- _Task directions_: Gather each line in the records below that contains the word "purple", matching case exactly.

- _Collected data_:
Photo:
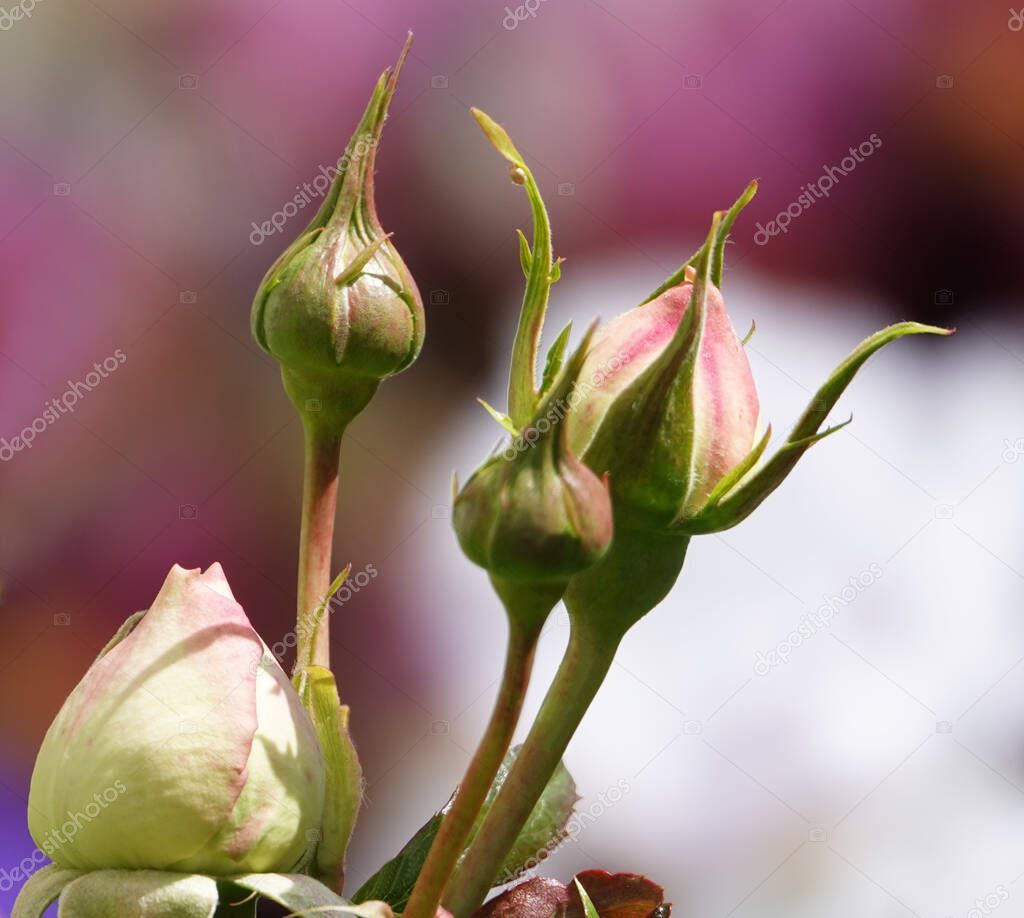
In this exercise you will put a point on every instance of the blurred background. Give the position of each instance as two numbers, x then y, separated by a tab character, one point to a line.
880	769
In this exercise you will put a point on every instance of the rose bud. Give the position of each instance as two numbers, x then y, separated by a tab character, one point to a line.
672	412
184	748
535	511
339	309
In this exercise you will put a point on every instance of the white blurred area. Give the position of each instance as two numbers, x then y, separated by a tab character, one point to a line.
878	772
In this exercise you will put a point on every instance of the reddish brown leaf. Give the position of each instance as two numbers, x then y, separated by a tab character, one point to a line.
539	898
614	895
617	895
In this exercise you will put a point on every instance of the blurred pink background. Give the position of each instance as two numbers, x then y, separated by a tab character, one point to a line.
139	142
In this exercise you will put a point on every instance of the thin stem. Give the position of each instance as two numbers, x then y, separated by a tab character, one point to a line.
458	823
587	661
320	502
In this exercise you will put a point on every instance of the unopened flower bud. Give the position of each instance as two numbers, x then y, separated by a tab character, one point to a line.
184	748
673	413
339	308
535	511
689	389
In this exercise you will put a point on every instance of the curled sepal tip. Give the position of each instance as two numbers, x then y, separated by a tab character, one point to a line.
339	309
541	269
535	511
742	491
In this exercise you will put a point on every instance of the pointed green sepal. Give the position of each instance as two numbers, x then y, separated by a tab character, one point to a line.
715	246
522	376
501	417
553	363
733	505
344	775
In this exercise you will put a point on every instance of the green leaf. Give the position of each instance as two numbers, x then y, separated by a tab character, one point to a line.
344	775
553	363
542	834
545	830
136	893
588	907
393	882
502	419
40	889
748	494
304	895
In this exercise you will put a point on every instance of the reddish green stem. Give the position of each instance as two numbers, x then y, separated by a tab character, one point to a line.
320	502
528	609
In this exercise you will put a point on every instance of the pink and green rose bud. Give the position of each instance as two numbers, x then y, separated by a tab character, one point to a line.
535	511
184	748
695	399
339	309
673	413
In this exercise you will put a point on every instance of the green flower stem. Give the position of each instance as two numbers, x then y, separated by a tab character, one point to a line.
320	502
528	609
604	602
587	661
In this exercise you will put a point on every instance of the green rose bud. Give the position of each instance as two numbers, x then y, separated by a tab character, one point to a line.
184	748
339	309
535	511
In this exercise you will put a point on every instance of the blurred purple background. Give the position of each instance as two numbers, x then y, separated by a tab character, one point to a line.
140	142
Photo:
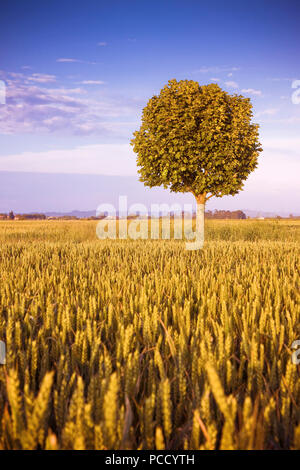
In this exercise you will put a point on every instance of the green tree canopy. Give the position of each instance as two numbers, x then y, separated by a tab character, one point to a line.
196	139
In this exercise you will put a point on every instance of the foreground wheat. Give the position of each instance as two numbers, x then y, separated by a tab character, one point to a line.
143	345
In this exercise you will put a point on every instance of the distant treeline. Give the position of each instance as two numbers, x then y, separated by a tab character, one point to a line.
225	215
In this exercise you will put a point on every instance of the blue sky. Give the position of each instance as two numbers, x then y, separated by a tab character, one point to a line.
78	74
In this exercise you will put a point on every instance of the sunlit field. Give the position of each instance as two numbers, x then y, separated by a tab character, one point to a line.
141	344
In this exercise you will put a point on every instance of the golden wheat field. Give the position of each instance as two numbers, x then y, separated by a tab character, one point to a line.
145	345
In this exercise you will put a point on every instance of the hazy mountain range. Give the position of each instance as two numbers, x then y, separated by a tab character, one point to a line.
80	195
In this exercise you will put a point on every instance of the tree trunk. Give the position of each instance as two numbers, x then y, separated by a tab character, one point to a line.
199	242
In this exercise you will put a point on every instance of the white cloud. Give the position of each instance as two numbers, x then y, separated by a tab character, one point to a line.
231	84
104	159
67	60
32	108
70	60
251	91
41	78
92	82
267	112
216	69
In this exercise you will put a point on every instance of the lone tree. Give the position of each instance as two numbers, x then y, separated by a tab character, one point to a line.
197	139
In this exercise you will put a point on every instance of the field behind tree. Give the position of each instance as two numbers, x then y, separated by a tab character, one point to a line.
141	344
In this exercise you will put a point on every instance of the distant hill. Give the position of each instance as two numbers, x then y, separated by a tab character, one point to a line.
80	195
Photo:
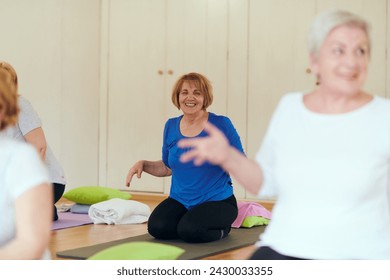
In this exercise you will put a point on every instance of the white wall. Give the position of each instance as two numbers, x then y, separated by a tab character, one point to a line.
54	47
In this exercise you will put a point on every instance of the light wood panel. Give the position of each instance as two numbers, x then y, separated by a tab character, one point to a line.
277	60
135	89
58	69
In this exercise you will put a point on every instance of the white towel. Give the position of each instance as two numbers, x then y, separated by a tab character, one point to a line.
118	211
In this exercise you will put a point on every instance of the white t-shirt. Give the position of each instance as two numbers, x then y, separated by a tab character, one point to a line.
28	121
20	170
331	177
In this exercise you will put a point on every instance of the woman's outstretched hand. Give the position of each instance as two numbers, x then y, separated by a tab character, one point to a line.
137	168
213	148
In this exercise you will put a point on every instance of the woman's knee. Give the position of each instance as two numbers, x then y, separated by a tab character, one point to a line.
161	230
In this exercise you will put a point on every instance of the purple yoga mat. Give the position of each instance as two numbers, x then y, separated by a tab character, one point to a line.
69	219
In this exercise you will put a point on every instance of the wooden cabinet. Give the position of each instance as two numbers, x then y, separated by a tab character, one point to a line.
252	51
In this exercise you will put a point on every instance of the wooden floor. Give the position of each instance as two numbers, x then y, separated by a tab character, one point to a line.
87	235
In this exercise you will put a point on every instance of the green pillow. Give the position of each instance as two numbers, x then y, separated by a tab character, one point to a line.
252	221
141	250
92	195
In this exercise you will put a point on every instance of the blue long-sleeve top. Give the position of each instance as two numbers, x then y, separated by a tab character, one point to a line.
192	185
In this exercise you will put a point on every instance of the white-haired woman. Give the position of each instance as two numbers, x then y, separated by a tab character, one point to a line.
25	191
325	156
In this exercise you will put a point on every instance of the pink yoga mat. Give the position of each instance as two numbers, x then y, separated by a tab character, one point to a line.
69	219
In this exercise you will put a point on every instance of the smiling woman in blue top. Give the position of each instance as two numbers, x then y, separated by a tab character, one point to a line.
201	205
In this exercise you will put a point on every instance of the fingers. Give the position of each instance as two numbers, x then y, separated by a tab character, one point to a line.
128	178
131	174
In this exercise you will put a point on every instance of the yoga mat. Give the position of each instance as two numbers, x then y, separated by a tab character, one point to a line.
69	219
237	238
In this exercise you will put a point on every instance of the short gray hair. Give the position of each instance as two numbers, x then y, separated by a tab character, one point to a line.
325	22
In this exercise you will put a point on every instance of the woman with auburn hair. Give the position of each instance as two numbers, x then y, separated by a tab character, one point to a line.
25	191
201	205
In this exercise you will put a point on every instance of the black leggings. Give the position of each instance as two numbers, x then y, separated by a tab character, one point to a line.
206	222
58	191
266	253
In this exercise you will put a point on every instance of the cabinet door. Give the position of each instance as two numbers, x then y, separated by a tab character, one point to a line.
136	96
196	32
278	59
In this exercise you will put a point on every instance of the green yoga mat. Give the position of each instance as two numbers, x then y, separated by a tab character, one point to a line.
237	238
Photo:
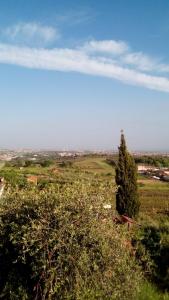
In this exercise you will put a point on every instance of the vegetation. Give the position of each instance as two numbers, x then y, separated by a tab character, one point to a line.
58	240
127	202
62	245
157	161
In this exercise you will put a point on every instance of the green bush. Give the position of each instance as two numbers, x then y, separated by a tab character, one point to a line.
62	244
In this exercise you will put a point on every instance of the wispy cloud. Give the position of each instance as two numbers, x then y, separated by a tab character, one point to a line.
76	17
109	58
79	61
30	34
106	46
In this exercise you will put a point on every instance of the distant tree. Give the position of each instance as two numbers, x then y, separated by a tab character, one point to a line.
127	200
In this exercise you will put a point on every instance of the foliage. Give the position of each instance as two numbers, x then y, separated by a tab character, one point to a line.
157	161
61	244
127	202
154	240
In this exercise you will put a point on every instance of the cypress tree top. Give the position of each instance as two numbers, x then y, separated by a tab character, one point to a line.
127	201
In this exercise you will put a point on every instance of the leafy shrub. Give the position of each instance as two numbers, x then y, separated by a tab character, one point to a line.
62	244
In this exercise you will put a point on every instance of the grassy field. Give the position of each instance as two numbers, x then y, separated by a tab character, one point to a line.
85	185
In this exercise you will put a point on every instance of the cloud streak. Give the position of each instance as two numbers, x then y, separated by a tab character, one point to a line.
30	34
110	59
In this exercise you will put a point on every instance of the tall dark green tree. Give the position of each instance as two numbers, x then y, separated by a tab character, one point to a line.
127	200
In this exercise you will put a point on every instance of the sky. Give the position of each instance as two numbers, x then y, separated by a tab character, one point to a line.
74	73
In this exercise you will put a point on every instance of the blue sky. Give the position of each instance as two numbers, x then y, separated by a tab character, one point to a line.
74	73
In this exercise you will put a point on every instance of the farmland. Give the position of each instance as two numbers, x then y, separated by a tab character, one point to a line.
75	191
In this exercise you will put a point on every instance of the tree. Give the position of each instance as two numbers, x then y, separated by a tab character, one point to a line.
127	200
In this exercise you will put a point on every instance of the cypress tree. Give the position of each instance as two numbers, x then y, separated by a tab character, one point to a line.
127	200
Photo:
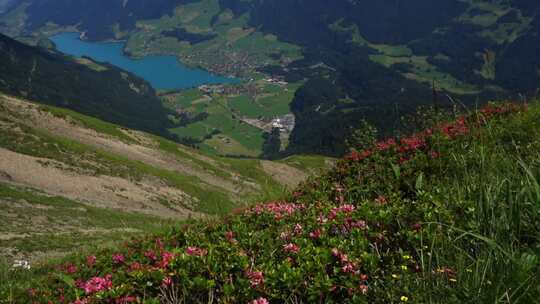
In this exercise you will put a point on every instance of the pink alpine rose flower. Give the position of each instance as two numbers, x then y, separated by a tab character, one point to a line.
118	258
90	261
292	248
315	234
259	301
256	278
195	251
97	284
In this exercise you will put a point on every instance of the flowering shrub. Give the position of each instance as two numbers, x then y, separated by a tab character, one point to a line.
355	235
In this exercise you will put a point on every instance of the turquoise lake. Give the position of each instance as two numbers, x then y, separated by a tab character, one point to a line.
162	72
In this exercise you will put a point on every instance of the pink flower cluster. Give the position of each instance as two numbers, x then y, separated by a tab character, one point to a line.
418	141
315	234
125	300
279	209
97	284
346	209
291	248
90	261
386	145
195	251
166	258
259	301
118	258
256	278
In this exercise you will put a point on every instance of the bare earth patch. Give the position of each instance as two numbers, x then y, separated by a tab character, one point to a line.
101	191
144	151
286	175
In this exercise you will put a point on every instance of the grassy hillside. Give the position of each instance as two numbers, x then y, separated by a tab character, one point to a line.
68	180
449	214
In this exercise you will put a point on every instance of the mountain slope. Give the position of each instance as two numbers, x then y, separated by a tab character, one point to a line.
447	215
69	180
99	90
372	55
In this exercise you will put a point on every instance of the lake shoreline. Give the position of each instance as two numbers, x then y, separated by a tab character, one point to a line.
159	70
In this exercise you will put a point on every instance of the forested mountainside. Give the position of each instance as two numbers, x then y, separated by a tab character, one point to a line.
358	59
100	90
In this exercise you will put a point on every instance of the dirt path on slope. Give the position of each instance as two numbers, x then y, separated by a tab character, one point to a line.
284	174
138	152
57	178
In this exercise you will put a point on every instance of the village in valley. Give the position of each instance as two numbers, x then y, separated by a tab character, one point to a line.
221	116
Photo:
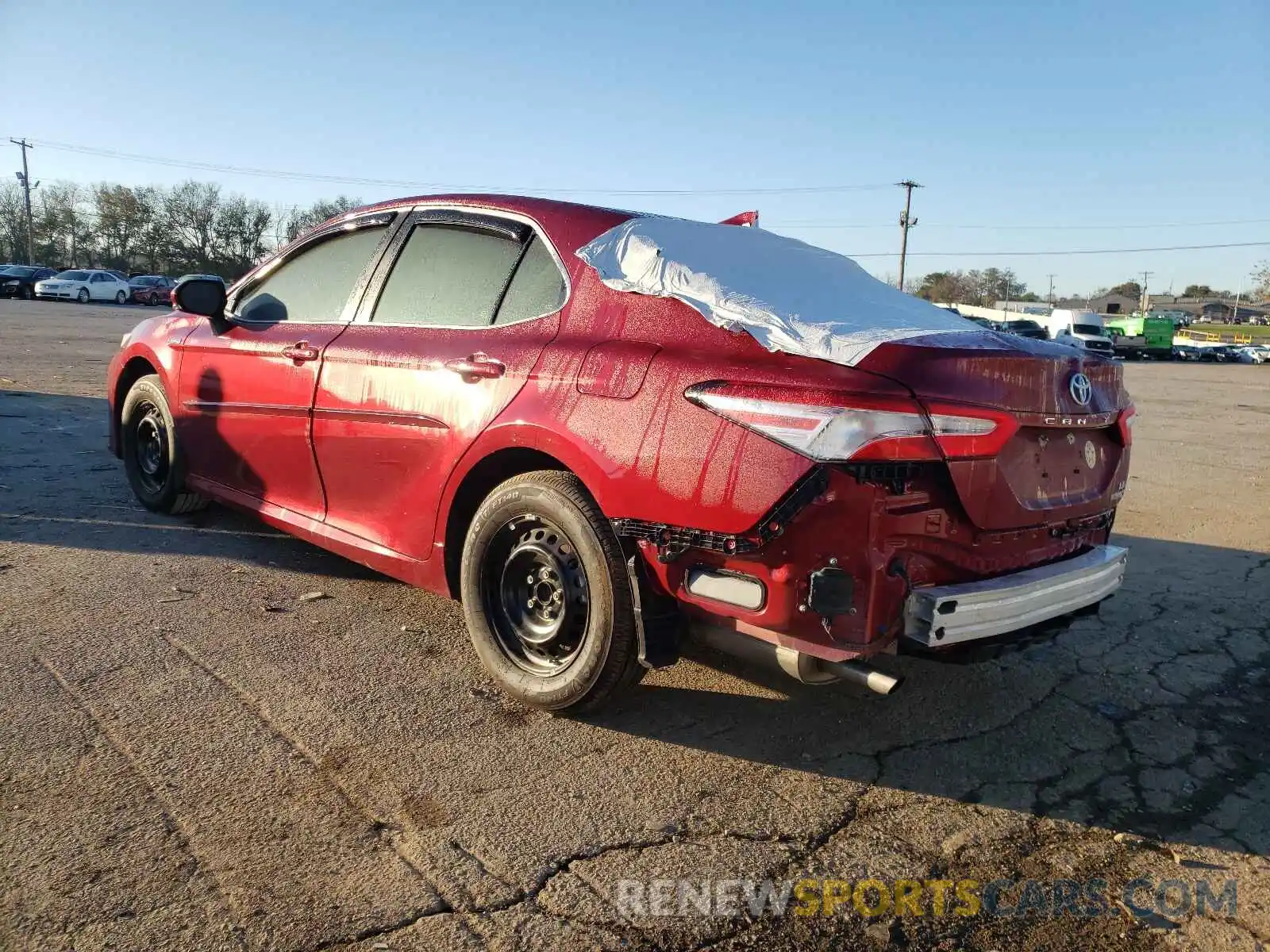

- _Solution to this exercise_:
In this exercise you will put a point on every instance of the blurred purple background. Give the position of each instance as two numbers, x then y, separated by a tab character, one point to a line.
In this exercise you will put a point on every instance of the purple yoga mat. Give the position of each instance as two numbers, x then y, separated by a tab character, one point to a line.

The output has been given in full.